:: Texto para ler ::

Entrevista

Agricultura

Vítor Rodrigues: “Agricultores tiveram perda de 11% nos seus rendimentos”

O setor agrícola sofre enormes pressões devido aos preços dos custos associados à produção e devido à força da grande distribuição. Apesar de os lucros do retalho ter disparado, os produtores viram uma redução nos seus rendimentos.

Qual é o peso dos pequenos e médios agricultores para o setor em Portugal?

A Confederação Nacional da Agricultura usa uma definição de pequenos e médios agricultores que são os de pequena dimensão económica e, ao mesmo tempo também, os de pequena dimensão fundiária e, ainda assim, estaremos a falar de cerca de 70% a 80% dos agricultores em Portugal. Portanto, com áreas de até aos 15 a 25 hectares. Este será o número que, de grosso modo, traduz a representatividade desse conjunto de agricultores. Claro que a CNA, apesar de não ter a maioria como nossos associados, chama a si a representação, do ponto de vista político, desses agricultores e desse tipo de agricultura, mais até daquilo que nós definimos como agricultura familiar, ou seja, aquela que utiliza sobretudo mão-de-obra da família do agricultor.

No fundo, corresponde também àquilo que é o tecido empresarial em Portugal, composto maioritariamente por pequenos e médios empresários. E que dependência temos do estrangeiro no setor agrícola?

Temos uma balança comercial no campo da agricultura e, portanto, dos alimentos bastante deficitária. Deficitária, sobretudo, por exemplo, em produções como os cereais, em que temos um grau de autoaprovisionamento baixíssimo, exceção feita para o milho porque sofreu um grande boom nos últimos anos à conta sobretudo, do regadio do Alqueva. Continuamos sem conseguir ser autossuficientes, por exemplo, na carne bovina, o que é um mistério. Temos todas as condições para o ser. Do ponto de vista de algumas hortícolas, a batata, que também tínhamos condições para ser autossuficientes ou, pelo menos, para termos um pouco mais de capacidade de autoaprovisionamento (e já tivemos), também é relativamente baixa.

:::

> **Instrução escrita**
Transcreva da entrevista sobre agricultura, sem qualquer alteração, o trecho de "A Confederação Nacional" a "família do agricultor.".

:: Listagem ::

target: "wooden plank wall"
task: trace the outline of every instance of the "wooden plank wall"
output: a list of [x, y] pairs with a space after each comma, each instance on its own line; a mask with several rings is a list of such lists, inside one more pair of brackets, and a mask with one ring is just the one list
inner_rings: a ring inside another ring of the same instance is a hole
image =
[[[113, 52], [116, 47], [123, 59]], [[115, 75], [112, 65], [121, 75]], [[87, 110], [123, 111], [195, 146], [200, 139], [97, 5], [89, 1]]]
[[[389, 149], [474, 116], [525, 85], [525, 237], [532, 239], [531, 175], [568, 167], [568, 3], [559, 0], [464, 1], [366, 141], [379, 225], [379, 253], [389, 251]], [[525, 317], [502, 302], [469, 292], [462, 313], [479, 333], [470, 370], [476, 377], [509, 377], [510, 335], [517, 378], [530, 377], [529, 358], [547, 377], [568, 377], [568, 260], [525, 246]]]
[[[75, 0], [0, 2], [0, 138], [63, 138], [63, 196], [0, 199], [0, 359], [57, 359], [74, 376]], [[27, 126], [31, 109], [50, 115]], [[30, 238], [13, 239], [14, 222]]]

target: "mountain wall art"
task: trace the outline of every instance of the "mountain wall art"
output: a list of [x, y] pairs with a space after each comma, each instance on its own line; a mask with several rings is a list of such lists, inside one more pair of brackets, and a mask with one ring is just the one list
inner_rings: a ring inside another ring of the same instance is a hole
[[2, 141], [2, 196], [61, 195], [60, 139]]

:::

> **Resolução da tarefa**
A Confederação Nacional da Agricultura usa uma definição de pequenos e médios agricultores que são os de pequena dimensão económica e, ao mesmo tempo também, os de pequena dimensão fundiária e, ainda assim, estaremos a falar de cerca de 70% a 80% dos agricultores em Portugal. Portanto, com áreas de até aos 15 a 25 hectares. Este será o número que, de grosso modo, traduz a representatividade desse conjunto de agricultores. Claro que a CNA, apesar de não ter a maioria como nossos associados, chama a si a representação, do ponto de vista político, desses agricultores e desse tipo de agricultura, mais até daquilo que nós definimos como agricultura familiar, ou seja, aquela que utiliza sobretudo mão-de-obra da família do agricultor.